Problem statement: Rewrite everything from the line containing "of the blonde" down to the line containing "M 310 69 L 313", putting "For example" wherever "For instance" appears and changing nothing else.

Working data:
┏━━
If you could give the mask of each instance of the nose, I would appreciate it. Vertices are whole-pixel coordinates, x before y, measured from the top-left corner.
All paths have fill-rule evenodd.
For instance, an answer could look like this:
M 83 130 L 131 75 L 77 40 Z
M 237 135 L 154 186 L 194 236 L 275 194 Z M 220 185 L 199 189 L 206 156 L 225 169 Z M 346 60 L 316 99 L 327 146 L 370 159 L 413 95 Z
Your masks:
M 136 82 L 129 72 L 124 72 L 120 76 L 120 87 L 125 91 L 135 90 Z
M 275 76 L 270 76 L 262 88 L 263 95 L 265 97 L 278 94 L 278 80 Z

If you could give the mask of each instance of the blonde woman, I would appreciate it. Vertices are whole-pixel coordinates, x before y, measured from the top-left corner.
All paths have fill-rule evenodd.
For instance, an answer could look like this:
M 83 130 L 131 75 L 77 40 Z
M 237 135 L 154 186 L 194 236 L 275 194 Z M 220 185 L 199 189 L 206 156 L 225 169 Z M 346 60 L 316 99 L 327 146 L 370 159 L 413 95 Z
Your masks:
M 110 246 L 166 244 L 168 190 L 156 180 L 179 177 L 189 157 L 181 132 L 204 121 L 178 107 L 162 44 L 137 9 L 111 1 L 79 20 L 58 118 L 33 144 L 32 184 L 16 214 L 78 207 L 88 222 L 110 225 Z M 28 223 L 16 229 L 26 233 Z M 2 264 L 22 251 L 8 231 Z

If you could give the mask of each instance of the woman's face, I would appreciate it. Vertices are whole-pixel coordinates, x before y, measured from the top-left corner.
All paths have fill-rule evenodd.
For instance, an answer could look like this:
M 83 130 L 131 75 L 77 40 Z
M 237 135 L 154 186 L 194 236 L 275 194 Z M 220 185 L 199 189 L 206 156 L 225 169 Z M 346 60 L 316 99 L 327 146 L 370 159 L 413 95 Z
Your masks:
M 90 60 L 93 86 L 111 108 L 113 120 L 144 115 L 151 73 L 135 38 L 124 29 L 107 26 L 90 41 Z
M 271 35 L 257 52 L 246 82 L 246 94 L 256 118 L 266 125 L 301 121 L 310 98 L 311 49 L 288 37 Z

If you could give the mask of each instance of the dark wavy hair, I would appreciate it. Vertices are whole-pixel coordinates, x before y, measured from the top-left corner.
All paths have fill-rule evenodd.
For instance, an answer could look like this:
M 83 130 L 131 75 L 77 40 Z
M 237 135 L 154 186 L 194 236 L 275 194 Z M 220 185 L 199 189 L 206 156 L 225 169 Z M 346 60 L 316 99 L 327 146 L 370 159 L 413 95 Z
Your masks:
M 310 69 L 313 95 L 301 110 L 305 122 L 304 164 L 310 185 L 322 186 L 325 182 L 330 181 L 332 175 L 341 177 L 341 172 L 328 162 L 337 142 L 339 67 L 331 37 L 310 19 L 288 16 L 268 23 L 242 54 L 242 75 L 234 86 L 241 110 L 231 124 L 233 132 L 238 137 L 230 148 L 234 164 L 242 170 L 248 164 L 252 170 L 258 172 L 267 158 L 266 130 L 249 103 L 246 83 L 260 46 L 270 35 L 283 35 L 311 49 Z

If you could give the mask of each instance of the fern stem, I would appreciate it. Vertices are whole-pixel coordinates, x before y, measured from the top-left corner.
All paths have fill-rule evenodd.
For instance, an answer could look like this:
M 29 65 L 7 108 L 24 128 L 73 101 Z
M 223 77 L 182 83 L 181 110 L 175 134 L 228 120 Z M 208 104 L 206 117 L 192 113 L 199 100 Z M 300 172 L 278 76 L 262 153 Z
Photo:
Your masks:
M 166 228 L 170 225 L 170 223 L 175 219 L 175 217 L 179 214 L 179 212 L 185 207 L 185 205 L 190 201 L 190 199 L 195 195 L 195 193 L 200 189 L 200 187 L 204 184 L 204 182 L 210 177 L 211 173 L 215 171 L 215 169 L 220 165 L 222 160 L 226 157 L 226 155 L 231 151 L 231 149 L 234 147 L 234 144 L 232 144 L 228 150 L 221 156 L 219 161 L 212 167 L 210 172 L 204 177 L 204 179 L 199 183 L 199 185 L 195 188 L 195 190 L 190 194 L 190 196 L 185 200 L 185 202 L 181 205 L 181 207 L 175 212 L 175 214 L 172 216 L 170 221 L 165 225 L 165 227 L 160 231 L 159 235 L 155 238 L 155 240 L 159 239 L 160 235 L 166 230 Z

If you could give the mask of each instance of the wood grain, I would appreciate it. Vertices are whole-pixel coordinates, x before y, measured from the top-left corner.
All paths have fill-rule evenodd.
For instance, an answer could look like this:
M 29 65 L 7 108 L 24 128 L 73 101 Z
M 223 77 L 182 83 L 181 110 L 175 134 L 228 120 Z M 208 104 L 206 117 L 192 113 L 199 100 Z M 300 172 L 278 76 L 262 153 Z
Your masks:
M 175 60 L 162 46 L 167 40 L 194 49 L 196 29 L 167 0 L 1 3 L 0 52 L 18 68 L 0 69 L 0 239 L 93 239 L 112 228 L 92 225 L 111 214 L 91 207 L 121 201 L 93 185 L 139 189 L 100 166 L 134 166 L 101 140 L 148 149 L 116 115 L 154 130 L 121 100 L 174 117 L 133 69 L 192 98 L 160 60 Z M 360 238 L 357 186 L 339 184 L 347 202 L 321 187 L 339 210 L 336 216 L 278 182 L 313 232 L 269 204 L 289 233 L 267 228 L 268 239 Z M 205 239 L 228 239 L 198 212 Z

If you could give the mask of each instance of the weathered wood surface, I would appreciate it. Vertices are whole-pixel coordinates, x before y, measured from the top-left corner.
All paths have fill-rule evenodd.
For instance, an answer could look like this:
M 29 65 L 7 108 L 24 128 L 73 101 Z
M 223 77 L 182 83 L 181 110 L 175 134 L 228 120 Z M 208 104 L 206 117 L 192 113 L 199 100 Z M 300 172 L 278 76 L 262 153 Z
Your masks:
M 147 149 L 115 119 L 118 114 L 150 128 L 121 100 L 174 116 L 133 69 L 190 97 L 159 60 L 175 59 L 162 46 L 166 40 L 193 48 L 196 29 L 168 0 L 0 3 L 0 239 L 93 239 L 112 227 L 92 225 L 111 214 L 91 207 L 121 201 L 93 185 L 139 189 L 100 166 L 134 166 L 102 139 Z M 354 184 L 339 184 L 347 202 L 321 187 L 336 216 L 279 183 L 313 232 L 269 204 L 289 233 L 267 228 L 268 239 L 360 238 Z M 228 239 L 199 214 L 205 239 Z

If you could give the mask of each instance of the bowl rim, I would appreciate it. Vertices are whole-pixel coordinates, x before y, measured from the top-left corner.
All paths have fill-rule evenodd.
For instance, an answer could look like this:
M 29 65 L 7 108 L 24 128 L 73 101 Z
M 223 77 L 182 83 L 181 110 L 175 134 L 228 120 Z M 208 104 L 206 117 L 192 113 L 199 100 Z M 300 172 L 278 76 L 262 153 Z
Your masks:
┗━━
The solution:
If you could give the mask of each instance of the blonde woman, I would appreciate it. Vertices are whole-pixel coordinates, x before y, measured from the top-left corner.
All paths have fill-rule evenodd.
For example, an answer could look like this:
M 83 130 L 131 75 L 77 40 Z
M 237 135 L 154 186 L 194 236 L 275 194 Z M 220 185 L 199 189 L 206 156 L 225 169 Z M 346 60 L 316 99 L 327 146 L 370 159 L 413 95 Z
Your masks:
M 110 246 L 166 244 L 168 190 L 156 180 L 179 177 L 189 157 L 181 132 L 204 121 L 178 107 L 162 44 L 137 9 L 111 1 L 79 20 L 58 118 L 33 144 L 32 184 L 16 214 L 78 207 L 88 222 L 110 225 Z M 28 223 L 16 229 L 26 233 Z M 2 264 L 22 251 L 8 231 Z

If you could give the mask of each instance of the woman's face, I would appreciate it. Vertices are whole-pixel coordinates, x before y, measured from the top-left corner.
All paths have fill-rule evenodd.
For example, an answer could look like this:
M 83 130 L 131 75 L 77 40 Z
M 237 135 L 154 186 L 194 236 L 275 194 Z M 220 185 L 199 189 L 206 156 L 225 169 Z M 346 60 L 316 99 L 327 146 L 370 159 L 413 95 Z
Your masks:
M 90 60 L 93 86 L 111 108 L 113 120 L 144 115 L 151 73 L 135 38 L 124 29 L 107 26 L 90 41 Z
M 271 35 L 257 52 L 246 82 L 246 94 L 256 118 L 266 125 L 301 121 L 310 98 L 311 49 L 288 37 Z

If you could give the mask of each instance of the dark wavy hair, I would appreciate it. Vertices are whole-pixel coordinates, x before y, measured from the top-left corner.
All paths have fill-rule evenodd.
For example, an answer could look like this:
M 83 130 L 131 75 L 77 40 Z
M 237 135 L 154 186 L 194 236 L 275 194 Z M 220 185 L 199 189 L 206 156 L 225 169 Z M 346 60 L 316 99 L 327 146 L 370 159 L 413 95 Z
Your masks:
M 310 69 L 313 95 L 301 110 L 305 122 L 304 164 L 310 185 L 322 186 L 325 182 L 330 181 L 332 175 L 341 177 L 341 172 L 328 162 L 337 142 L 339 67 L 331 37 L 310 19 L 288 16 L 268 23 L 242 54 L 242 75 L 234 86 L 241 110 L 231 124 L 233 132 L 238 137 L 230 148 L 234 164 L 242 170 L 248 164 L 252 170 L 258 172 L 267 158 L 266 130 L 249 103 L 246 83 L 260 46 L 270 35 L 283 35 L 311 49 Z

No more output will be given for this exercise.